What to do ▸ Extract every line of the data below that contains the word "metal", treating uppercase and lowercase as distinct.

Recorded data ▸

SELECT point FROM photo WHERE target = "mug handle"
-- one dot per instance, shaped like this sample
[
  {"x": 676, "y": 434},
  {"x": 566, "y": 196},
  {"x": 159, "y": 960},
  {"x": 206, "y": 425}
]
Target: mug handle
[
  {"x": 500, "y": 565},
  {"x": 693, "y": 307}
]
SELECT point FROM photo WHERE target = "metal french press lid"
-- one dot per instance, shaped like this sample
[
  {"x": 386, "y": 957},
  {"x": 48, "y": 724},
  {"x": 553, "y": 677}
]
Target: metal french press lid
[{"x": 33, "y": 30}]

==

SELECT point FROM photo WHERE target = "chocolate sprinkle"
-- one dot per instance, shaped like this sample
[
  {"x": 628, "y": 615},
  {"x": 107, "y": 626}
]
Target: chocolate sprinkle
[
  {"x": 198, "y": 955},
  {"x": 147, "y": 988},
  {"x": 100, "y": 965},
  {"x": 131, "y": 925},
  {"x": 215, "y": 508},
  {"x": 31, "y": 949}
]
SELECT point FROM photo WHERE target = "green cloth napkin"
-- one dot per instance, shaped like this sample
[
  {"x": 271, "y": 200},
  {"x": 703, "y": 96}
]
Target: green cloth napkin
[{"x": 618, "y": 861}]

Exercise answer ▸
SELECT point FROM photo WHERE target = "metal french press lid"
Target: metal french press lid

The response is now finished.